◆ Material for this task ◆
========================================

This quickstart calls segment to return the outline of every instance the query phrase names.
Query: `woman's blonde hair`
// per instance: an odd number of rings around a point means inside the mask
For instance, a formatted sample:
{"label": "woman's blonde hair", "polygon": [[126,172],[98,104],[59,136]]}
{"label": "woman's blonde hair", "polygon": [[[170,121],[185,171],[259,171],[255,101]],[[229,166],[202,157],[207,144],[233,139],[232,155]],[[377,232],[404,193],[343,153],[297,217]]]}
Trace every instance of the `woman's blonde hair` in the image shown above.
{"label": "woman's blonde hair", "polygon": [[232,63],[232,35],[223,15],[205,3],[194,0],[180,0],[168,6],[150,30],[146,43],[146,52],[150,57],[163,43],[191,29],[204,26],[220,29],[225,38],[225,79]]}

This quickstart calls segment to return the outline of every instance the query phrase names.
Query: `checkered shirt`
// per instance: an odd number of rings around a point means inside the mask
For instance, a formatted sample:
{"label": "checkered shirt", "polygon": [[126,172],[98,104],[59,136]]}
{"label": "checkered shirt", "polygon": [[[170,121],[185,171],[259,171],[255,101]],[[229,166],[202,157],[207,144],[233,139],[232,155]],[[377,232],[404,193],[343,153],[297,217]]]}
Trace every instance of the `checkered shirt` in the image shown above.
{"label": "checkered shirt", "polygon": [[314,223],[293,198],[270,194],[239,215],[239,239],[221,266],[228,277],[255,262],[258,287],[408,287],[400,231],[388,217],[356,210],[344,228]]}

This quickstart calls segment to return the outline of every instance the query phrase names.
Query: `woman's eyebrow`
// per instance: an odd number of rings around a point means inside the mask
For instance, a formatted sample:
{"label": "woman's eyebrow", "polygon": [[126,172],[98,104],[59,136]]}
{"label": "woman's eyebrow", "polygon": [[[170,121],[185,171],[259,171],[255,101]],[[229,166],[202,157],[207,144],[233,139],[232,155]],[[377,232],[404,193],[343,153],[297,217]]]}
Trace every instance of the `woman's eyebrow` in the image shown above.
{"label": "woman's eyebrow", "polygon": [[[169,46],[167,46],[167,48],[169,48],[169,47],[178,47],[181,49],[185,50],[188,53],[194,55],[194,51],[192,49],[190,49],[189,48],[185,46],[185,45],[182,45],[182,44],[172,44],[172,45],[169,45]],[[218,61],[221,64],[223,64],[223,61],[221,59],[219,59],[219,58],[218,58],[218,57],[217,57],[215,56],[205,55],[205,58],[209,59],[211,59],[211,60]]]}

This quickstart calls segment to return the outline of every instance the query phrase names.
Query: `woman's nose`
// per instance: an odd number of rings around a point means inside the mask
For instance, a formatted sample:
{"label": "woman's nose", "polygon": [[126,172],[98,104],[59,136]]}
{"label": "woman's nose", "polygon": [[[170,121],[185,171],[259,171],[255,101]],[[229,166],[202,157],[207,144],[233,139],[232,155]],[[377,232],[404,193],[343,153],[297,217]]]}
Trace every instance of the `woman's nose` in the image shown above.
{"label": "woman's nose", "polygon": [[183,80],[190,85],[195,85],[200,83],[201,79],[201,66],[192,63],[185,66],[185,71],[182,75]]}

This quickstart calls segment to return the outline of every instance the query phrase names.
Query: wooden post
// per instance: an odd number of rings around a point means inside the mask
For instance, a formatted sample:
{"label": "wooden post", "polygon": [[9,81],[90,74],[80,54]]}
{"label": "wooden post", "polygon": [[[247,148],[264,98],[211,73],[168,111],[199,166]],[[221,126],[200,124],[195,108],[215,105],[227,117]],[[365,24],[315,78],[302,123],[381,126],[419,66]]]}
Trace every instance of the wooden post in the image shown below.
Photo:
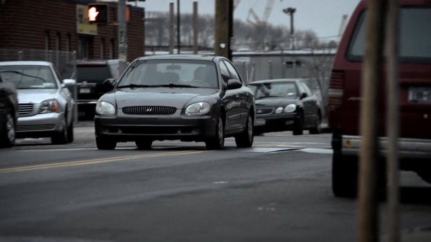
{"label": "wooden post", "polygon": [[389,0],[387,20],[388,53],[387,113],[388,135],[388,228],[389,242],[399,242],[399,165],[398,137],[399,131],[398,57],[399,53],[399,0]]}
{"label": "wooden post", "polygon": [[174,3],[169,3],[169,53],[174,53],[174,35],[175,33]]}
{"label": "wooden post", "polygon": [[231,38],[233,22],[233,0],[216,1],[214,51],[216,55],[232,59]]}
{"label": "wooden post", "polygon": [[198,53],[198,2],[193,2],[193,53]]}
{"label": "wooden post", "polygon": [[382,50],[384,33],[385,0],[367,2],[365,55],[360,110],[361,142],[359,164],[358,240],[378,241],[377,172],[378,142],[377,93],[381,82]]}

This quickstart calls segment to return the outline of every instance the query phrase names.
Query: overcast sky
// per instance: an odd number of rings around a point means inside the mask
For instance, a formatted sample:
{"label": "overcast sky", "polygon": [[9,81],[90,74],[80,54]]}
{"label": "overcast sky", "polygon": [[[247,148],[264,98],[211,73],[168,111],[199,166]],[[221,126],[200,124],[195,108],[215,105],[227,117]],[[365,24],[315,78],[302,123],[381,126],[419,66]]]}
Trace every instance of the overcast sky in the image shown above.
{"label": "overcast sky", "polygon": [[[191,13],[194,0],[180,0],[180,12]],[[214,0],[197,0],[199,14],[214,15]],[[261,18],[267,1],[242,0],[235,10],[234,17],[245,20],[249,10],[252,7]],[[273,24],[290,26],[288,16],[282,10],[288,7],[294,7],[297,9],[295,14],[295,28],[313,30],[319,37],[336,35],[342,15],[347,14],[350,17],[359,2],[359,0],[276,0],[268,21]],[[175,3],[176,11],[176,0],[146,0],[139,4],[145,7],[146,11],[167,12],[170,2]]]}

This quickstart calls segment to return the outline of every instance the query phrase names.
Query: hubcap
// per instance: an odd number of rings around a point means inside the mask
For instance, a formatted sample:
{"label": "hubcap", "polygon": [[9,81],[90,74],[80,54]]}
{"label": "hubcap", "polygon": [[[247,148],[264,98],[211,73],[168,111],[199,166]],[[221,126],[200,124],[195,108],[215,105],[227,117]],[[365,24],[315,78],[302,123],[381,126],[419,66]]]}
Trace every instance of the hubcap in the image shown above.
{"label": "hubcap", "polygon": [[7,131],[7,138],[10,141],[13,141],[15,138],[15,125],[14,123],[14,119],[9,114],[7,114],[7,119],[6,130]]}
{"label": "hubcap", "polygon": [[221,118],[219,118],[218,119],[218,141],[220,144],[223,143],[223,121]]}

========================================

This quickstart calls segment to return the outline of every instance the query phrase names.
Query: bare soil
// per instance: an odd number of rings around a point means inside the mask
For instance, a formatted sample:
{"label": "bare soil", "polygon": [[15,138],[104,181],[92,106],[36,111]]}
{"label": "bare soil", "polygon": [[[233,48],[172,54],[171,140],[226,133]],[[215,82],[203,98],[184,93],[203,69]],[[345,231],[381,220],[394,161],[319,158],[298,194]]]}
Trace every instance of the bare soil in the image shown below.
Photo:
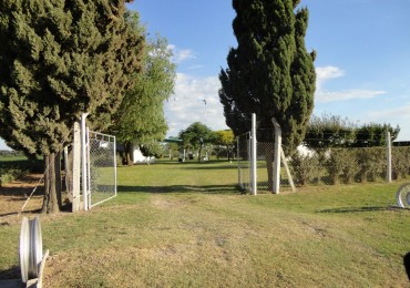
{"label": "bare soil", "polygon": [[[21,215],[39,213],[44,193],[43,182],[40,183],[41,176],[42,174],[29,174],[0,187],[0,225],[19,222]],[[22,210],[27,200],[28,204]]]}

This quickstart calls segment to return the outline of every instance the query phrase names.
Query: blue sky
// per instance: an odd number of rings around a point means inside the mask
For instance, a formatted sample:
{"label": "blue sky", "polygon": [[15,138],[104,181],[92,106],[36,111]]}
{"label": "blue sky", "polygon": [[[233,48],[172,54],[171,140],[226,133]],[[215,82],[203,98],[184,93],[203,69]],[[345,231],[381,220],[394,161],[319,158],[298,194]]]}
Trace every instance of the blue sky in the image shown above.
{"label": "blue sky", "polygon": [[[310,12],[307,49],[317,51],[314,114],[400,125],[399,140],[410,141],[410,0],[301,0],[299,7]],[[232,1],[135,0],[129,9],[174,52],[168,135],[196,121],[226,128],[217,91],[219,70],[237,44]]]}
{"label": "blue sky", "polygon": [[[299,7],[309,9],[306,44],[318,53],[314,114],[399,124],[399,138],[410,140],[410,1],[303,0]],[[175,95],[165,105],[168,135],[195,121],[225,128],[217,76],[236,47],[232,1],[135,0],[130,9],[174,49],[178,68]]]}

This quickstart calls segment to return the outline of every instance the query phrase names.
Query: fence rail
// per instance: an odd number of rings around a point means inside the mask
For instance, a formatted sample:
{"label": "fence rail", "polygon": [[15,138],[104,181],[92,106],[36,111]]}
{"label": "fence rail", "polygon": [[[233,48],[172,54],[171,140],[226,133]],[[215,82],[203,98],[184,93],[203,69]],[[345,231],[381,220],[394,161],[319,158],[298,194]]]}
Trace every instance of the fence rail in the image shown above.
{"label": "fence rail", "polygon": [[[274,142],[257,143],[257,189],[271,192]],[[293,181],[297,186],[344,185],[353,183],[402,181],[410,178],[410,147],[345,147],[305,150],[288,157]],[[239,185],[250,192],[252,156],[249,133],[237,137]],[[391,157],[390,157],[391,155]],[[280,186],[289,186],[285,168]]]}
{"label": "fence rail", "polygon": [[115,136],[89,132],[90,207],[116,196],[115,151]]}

========================================

◆ Exercise objective ◆
How many lines in the items above contain the string "image", with case taken into account? Reply with the number alone.

◆ The response ◆
10